Trecho selecionado =
- - - - - - -
Artigos

Os grevistas e a neurose

Olavo de Carvalho


São Paulo, Jornal da Tarde, 8 de junho de 2000 

O falecido Carlos Lacerda era louco, mas não rasgava dinheiro. Quando fugia dos seguranças para entrar sozinho no meio de grevistas enfurecidos ou de presidiários em rebelião, sabia que sua coragem suicida era um apelo irresistível ao senso de honra de homens durões. Qualquer um deles que o pegasse sozinho, num beco escuro, não hesitaria em fazê-lo em pedaços.

Reunidos em milhares, inibia-os a própria superioridade numérica. Eram leões. Não iriam precipitar-se, como hienas, sobre um adversário só e desarmado. Ante a insensatez sublime do domador, as prevenções das feras se desmanchavam: o ódio transfigurava-se em respeito.

Mas os tempos mudaram. Nem o governador Mário Covas é Carlos Lacerda nem os grevistas com que se defrontou são desordeiros honrados. Ele não tem o controle da situação, eles não têm o senso de lealdade guerreira. Nem ele é um domador, nem eles são leões. Seriam hienas? Compará-los a animais é inexato. Animais não têm a malícia de atrair sobre si a piedade que negam a um homem velho, doente e recém-operado. Entre lobos, aquele que baixa o focinho desarma automaticamente o mais forte. A ética dos nossos professores não chega a tais alturas. “Pai, não bata nela. É a minha professora”, choramingava um cartaz, premeditado para dissuadir a Tropa de Choque. Eles sabem, quando lhes interessa, apelar ao sentimento de família – aquele mesmo sentimento que tentam extirpar das almas de nossos filhos, fomentando em lugar dele a revolta edípica contra a autoridade.

No entanto essa multidão infame, que duas dúzias de cassetetes erguidos bastam para pôr a correr, essa multidão que passa do temor abjeto aos rosnados ameaçadores diante da visão tentadora do adversário indefeso, essa multidão é que tem o encargo de ensinar aos nossos filhos a ética e os bons costumes.
- - - - - - -
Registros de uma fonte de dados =
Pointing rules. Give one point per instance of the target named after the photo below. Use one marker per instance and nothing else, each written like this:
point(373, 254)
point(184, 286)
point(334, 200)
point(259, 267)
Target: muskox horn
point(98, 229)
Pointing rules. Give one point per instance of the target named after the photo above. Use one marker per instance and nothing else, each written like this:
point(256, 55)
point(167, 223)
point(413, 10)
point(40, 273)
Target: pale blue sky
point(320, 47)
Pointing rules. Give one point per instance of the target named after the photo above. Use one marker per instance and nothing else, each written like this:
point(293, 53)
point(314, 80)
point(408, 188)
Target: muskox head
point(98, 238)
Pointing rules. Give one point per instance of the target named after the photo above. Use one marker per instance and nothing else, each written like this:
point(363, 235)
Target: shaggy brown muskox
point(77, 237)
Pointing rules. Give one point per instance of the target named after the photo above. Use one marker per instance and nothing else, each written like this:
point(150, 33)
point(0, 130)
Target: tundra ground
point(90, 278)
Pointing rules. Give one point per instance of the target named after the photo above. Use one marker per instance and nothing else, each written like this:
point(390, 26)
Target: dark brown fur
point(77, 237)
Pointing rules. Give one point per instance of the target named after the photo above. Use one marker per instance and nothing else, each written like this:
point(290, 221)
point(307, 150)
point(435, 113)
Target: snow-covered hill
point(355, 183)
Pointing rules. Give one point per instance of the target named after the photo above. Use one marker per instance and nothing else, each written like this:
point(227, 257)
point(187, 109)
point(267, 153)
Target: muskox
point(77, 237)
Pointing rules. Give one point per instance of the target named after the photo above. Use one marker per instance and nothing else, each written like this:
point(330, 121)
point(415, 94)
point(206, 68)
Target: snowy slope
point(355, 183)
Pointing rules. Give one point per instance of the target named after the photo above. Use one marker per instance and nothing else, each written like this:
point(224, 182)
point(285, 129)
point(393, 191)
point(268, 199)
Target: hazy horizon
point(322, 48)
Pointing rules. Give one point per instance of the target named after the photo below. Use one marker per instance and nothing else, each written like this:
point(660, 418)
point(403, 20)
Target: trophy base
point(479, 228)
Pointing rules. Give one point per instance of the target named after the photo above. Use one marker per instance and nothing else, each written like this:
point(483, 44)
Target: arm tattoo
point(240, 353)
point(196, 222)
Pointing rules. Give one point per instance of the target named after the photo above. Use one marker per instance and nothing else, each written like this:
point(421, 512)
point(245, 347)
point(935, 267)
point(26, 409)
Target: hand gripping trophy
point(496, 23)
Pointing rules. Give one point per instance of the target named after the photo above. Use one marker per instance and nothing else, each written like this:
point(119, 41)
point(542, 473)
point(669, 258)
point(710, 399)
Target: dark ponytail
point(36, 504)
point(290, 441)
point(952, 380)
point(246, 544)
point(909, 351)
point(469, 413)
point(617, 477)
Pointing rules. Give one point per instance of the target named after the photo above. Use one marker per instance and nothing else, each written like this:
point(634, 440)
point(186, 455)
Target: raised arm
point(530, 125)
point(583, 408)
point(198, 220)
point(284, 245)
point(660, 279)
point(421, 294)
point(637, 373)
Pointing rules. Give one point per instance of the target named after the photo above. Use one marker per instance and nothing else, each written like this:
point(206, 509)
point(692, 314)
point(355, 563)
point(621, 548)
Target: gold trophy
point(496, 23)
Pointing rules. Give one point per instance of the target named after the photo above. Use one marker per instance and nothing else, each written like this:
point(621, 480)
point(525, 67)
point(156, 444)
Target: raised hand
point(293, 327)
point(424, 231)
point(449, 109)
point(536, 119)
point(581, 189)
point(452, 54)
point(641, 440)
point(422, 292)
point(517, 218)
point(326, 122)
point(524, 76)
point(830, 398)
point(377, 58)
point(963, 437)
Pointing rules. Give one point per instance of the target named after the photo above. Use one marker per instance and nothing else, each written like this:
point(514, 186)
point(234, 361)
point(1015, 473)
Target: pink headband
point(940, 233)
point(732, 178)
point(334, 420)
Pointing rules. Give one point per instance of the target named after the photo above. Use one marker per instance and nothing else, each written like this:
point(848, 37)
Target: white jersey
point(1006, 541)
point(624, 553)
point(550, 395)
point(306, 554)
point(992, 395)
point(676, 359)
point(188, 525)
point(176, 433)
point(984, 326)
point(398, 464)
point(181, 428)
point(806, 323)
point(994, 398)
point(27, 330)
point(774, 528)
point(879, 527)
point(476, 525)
- - - - - - -
Tarefas propostas =
[1] No artigo sobre os grevistas e a neurose, o que Carlos Lacerda fazia quando fugia dos seguranças?
[2] Escreva a continuação do artigo sobre os grevistas e a neurose, começando logo após o último parágrafo apresentado.

Respostas por tarefa =
[1] Entrava sozinho no meio de grevistas enfurecidos ou de presidiários em rebelião.

[2]
Por isso é que, nas últimas décadas, os princípios espontâneos da moral natural – ser digno, prestativo e bom – foram substituídos, na boca senão na alma das crianças brasileiras, pelos chavões da propaganda política. Por isso é que nossos filhos já não sabem que é feio brigar em cinco contra um, mas sabem soletrar de cor os slogans do perfeito cidadãozinho pré-moldado:

“Cadeia para os corruptos”, “eliminar as diferenças sociais”, “combater a discriminação”, etc.

Milhares de Pittas não trariam à consciência moral deste país um dano comparável ao que nos chega pelas mãos dessas professorinhas enragées.

E é gente desse tipo que mantém a Nação em sobressalto com seus clamores de “Ética!” e uma insaciável fome de cabeças. É para agradar a essa ralé que a classe política, há 12 anos, vive num patético ritual de autodestruição que, a pretexto de “purificar as instituições”, as debilita a ponto de transformar em hábito banal – um direito do cidadão – invadir prédios públicos, desrespeitar ordens judiciais e, last not least, bater em quem foi eleito para apanhar.

Se o governador ferido prefere contemporizar, dizendo que aqueles que o agrediram “não são professores”, é porque lhe falta, ao lado da sobrante coragem física, a coragem moral de declarar a verdade. Eles são professores, sim, são representativos da mentalidade pedagógica – instilada neles pelo próprio MEC – para a qual a suprema função da escola é treinar militantes, é acender nas almas infantis o desprezo à moral familiar, o narcisismo que não aceita limites à demanda de satisfações, o ódio revolucionário que se arroga todos os direitos contra o “Estado burguês”. Tanto são representativos, que nenhum comando de greve tomou a iniciativa de repudiar publicamente seus atos. O governador sabe disso, mas é mais cômodo deixar-se bater do que abjurar a mentira sobre a qual se construiu uma vida. Pois quem insuflou as violências de quinta-feira não foi só o PT. Foi toda a geração de belas almas que, desde a anistia, ocuparam o cenário político para brilhar como encarnações da luz e do bem. Os Covas, os Serras, os Gregoris, os Paulos Evaristos, os FHCs foram os professores desses professores. Foram eles que, prometendo moralizar a política, politizaram a moral. Foram eles que ensinaram essa gente a cobrar mais ética dos políticos que de si mesma.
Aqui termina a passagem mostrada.